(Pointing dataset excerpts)
● ● ● ● ●

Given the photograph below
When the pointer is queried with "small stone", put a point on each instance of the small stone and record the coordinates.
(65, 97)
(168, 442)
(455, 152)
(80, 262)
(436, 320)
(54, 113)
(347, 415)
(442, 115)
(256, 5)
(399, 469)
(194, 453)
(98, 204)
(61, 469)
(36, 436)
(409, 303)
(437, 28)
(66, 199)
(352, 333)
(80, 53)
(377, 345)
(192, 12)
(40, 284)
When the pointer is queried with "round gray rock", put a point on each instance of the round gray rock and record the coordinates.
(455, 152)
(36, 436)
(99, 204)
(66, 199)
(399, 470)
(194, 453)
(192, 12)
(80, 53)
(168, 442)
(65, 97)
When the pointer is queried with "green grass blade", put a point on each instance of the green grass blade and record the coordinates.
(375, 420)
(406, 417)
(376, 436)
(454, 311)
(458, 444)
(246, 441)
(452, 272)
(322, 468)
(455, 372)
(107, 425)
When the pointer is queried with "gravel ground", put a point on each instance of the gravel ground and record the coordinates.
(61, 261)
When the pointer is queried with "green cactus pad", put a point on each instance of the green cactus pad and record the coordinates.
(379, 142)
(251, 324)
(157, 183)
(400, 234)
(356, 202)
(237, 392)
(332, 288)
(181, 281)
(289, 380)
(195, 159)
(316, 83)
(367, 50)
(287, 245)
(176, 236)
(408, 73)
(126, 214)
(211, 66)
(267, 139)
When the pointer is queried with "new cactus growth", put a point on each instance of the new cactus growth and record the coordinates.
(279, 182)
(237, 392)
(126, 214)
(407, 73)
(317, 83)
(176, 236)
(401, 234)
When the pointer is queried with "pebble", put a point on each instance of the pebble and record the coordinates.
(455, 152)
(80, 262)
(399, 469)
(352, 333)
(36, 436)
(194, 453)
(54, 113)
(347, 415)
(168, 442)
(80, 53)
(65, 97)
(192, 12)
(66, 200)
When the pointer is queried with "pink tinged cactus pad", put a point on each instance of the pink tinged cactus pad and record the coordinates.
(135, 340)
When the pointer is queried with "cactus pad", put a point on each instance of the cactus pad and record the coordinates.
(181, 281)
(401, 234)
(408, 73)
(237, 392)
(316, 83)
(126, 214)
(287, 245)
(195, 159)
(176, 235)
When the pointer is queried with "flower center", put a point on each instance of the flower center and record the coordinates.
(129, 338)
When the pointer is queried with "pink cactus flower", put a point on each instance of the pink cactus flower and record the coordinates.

● ● ● ● ●

Write out the whole listing again. Match it word for word.

WRITTEN SOLUTION —
Given the photograph below
When the pointer is queried with "small stone", put a point on each instance of the small stone and record the coordinates.
(65, 97)
(168, 442)
(455, 152)
(80, 262)
(436, 320)
(54, 113)
(347, 415)
(442, 115)
(256, 5)
(399, 469)
(194, 453)
(98, 204)
(61, 469)
(36, 436)
(409, 303)
(437, 28)
(66, 199)
(352, 333)
(80, 53)
(377, 345)
(192, 12)
(40, 284)
When the pointer is queried with "round gray rock", put a point on each instance of the round gray rock and record the coordinates.
(455, 152)
(36, 436)
(99, 204)
(66, 199)
(399, 470)
(194, 453)
(192, 12)
(80, 53)
(168, 442)
(65, 97)
When the pointer is queried with "green grass blade", put a point on each instance of the green grass blade and record the coordinates.
(375, 420)
(406, 417)
(376, 436)
(454, 311)
(458, 444)
(246, 441)
(452, 272)
(322, 468)
(455, 372)
(107, 425)
When the pointer is queried with "gravel ground", put a point on each instance of the gravel ground and record the coordinates.
(61, 261)
When the pointer is queried with "green cactus pad", put a point on each instance of the green cactus pad and record the coordinates.
(379, 142)
(251, 324)
(157, 183)
(400, 234)
(356, 202)
(237, 392)
(332, 288)
(181, 281)
(289, 380)
(195, 159)
(316, 83)
(367, 50)
(287, 245)
(176, 236)
(408, 73)
(126, 214)
(211, 66)
(267, 139)
When the pointer is queried with "new cactus growth", put a point on each instance of the new cactus growth and record the coordinates.
(279, 182)
(237, 392)
(126, 214)
(407, 73)
(317, 83)
(176, 236)
(401, 234)
When the pointer is queried with "pebble", put a point on each instance of the pebble and record the coordinates.
(455, 152)
(80, 262)
(399, 469)
(352, 333)
(36, 436)
(194, 453)
(54, 113)
(347, 415)
(168, 442)
(80, 53)
(65, 97)
(192, 12)
(66, 200)
When the pointer is queried with "pink tinged cactus pad", put a point on each instance of the pink tinged cactus pad and record the coordinates.
(135, 340)
When the pointer is queried with "cactus pad", put a point on each instance of the cactus pad and record the coordinates.
(181, 281)
(401, 234)
(408, 73)
(237, 392)
(316, 83)
(126, 214)
(287, 245)
(195, 159)
(176, 235)
When the pointer is queried with "flower center", put a point on each instance of the flower center and record the coordinates.
(129, 338)
When the pointer is queried with "pink cactus flower", put a point on each instance of the pink cactus flower and record the coordinates.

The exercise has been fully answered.